Exercise goal
Will you give every entry again exactly as it stands?

Stored records
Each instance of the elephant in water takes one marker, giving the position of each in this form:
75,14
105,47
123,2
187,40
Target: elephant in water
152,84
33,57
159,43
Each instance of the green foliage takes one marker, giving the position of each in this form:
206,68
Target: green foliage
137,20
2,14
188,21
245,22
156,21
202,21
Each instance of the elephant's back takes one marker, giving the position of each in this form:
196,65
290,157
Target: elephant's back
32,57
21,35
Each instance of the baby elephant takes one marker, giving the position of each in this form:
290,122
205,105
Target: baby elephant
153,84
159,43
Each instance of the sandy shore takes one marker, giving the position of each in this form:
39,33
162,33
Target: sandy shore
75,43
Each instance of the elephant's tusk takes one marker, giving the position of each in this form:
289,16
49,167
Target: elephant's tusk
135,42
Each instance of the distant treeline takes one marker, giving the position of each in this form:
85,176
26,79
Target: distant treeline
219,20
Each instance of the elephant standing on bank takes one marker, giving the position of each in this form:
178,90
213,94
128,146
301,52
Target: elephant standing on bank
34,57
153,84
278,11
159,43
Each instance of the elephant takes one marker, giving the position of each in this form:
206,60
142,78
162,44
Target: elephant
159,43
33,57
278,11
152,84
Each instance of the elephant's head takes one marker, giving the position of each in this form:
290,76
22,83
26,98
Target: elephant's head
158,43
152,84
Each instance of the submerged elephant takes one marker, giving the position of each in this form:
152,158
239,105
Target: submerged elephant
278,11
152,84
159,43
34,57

Finished answer
Each instance of the elephant in water takes one marker, giving the position of each in this form:
75,14
105,47
123,2
187,40
Target: elephant in water
152,84
33,57
159,43
Each instance of the green foliage takes one marker, giving the position of each in this form:
206,68
Target: green foliage
137,20
2,14
188,21
245,22
156,21
202,21
Each instance of the elephant's back takes one marker, giving the position of each in this form:
196,65
290,157
Target: elephant's back
32,57
21,35
Each instance of the baby elephant takes one marker, giving the position of each in this form:
290,122
205,105
Target: baby elephant
153,84
159,43
Each instance of the sandy shore takes one marker, giving the position of each in this form:
39,33
162,33
Target: sandy shore
75,43
Each instance of the elephant's tusk takes one marker, giving the position of each in this form:
289,16
49,167
Target: elephant's tusk
135,42
Each instance of the distant treeline takes one marker, giving the position of each in this form:
85,176
26,79
Target: distant treeline
219,20
Each instance of the elephant standing on bank takes one marker, giving the position of each in this form:
178,90
213,94
128,146
301,52
Target: elephant standing on bank
34,57
153,84
278,11
159,43
Each instance of the elephant takes one marker, giving the position of each in this form:
206,60
142,78
162,44
Target: elephant
159,43
33,57
278,11
152,84
Each instance of the elephant's head takes one marker, giving the position of each in this form:
290,76
22,83
26,98
Target: elephant's head
158,43
152,84
Each instance of the submerged elephant takes one marker, giving the position of each in this form:
152,158
239,105
Target: submerged elephant
278,11
152,84
159,43
34,57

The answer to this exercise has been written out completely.